Lines from the one containing "A test script needs to interact with the red" through the last one in the data below: write them out word for word, and only them.

::: PROVIDED DATA :::

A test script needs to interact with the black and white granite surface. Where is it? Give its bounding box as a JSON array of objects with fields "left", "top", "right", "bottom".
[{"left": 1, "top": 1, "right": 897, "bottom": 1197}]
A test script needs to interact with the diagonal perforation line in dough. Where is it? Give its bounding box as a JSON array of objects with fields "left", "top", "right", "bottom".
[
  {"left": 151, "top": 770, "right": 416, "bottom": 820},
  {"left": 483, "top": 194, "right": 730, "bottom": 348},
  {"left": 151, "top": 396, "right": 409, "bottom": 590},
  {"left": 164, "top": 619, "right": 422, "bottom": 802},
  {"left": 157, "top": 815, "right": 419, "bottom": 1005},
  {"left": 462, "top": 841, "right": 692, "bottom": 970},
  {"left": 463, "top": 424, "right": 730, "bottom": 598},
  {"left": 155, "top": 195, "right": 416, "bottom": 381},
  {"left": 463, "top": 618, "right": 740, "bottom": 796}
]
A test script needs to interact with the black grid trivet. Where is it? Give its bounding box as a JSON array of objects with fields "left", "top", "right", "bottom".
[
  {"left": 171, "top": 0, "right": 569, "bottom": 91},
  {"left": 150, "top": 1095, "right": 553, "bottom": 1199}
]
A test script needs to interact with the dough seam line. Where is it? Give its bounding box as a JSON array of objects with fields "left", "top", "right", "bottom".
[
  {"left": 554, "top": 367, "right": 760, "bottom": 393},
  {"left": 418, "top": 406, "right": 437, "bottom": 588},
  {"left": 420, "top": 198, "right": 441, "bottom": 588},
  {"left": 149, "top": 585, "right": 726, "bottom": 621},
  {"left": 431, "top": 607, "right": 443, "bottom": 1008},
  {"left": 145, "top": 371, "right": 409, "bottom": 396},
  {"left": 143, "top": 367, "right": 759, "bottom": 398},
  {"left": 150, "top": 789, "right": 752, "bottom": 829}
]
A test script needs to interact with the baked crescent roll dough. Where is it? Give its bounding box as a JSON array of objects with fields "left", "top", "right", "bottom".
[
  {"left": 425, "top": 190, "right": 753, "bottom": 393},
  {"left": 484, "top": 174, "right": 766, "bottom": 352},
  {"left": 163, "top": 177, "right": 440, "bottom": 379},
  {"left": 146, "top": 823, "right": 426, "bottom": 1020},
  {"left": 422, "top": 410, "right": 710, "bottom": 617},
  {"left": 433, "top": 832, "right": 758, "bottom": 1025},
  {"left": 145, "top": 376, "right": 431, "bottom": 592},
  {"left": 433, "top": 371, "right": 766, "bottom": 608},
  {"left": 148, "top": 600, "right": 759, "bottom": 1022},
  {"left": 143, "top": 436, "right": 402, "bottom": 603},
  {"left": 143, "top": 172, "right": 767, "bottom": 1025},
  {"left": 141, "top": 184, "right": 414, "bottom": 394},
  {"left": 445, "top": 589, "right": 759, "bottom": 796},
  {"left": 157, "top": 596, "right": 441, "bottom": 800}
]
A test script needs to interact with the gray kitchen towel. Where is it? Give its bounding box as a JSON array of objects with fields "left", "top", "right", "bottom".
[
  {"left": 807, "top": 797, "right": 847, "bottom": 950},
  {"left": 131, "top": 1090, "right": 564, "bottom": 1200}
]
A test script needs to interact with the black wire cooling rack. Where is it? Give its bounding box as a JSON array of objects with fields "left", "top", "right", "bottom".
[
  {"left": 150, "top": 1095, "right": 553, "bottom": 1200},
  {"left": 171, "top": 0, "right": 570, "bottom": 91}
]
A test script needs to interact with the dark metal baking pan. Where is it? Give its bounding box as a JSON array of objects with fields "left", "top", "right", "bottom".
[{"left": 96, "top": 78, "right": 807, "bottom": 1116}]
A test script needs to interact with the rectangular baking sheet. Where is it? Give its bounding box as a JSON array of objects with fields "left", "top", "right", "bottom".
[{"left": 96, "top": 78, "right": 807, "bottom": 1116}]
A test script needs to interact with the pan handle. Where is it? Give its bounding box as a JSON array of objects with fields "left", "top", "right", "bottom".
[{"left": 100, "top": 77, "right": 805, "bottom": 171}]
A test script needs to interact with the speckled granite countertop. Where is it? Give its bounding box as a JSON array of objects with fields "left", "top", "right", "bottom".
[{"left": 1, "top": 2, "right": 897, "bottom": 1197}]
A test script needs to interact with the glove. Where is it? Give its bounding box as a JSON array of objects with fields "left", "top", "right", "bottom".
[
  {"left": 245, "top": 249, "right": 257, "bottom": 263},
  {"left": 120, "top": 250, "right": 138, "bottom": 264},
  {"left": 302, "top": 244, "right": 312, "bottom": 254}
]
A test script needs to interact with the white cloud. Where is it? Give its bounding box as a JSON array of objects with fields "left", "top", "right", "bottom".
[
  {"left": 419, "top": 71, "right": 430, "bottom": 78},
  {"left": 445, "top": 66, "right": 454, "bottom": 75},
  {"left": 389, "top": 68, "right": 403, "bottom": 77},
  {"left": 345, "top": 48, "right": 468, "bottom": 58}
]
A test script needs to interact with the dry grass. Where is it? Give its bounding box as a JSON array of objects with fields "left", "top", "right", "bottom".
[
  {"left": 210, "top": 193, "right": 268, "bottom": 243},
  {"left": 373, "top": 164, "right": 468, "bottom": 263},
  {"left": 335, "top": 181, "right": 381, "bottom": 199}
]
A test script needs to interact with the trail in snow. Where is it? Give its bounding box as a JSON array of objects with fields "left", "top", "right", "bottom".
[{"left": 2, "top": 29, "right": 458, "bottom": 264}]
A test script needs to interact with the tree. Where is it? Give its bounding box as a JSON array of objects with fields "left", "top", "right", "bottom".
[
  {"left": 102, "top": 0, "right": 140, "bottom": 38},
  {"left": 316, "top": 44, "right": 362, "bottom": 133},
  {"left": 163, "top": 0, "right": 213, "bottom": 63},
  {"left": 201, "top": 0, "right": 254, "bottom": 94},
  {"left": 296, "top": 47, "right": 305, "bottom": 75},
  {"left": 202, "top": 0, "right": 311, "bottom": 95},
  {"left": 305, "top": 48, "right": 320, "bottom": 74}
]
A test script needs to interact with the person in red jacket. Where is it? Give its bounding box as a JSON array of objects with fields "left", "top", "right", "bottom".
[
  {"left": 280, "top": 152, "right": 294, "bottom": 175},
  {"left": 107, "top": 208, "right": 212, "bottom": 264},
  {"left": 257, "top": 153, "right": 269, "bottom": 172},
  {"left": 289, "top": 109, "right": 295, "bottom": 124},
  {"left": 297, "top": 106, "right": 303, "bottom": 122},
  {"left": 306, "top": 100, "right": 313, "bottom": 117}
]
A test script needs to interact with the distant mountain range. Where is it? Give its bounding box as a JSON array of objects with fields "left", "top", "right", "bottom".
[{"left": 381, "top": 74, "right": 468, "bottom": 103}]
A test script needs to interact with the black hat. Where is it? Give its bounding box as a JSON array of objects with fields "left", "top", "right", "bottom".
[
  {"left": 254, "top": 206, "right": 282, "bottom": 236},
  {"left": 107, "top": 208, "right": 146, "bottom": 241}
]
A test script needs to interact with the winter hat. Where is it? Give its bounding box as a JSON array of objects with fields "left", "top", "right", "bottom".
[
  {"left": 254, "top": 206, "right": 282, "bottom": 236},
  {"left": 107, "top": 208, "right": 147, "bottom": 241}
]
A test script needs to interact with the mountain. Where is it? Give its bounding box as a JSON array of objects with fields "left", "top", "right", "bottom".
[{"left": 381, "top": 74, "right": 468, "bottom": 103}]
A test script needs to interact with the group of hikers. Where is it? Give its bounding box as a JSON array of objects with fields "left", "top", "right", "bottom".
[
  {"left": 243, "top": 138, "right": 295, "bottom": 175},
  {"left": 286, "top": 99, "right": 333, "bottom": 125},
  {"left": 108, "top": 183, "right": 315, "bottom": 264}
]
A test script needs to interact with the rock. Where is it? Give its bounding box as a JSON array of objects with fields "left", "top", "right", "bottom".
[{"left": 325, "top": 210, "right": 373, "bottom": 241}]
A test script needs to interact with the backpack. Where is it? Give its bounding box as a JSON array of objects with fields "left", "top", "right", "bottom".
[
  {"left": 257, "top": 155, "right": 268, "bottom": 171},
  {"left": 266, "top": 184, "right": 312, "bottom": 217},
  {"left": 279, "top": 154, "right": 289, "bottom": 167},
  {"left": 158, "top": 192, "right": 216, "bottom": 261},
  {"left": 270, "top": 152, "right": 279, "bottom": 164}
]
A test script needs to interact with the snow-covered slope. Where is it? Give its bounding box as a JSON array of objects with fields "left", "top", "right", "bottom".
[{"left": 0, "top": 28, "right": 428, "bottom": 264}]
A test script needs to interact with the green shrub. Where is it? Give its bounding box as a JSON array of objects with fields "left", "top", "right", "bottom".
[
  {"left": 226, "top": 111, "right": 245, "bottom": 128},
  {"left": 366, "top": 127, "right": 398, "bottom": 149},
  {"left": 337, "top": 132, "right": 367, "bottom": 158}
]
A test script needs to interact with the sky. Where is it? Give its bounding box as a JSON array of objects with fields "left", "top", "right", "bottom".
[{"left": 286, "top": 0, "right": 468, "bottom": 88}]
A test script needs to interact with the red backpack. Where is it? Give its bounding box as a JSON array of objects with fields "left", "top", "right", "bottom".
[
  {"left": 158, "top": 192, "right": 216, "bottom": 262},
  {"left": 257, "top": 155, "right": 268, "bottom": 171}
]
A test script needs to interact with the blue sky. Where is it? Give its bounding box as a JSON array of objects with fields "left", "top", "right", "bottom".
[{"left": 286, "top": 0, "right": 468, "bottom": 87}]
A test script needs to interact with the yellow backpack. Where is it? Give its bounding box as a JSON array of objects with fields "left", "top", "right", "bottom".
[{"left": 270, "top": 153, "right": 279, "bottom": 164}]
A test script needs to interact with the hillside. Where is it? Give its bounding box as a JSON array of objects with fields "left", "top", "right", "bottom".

:::

TASK ANSWER:
A test script needs to interact with the red backpack. Where is it? Give its bounding box as a JSON array of objects with fields "left", "top", "right", "bottom".
[
  {"left": 158, "top": 192, "right": 216, "bottom": 262},
  {"left": 257, "top": 155, "right": 268, "bottom": 171}
]
A test script needs to interact with the blue sky. Where is it? Give its bounding box as a JSON array of objects with fields "left", "top", "right", "bottom".
[{"left": 286, "top": 0, "right": 468, "bottom": 87}]
A test script needs to interact with the yellow backpack. Where is it? Give its bounding box as a JSON array of objects with fields "left", "top", "right", "bottom".
[{"left": 270, "top": 153, "right": 279, "bottom": 164}]
A test script needs to interact with the hillside. Where is it? Give its bounding box as a JSON array of objects with fields "left", "top", "right", "bottom".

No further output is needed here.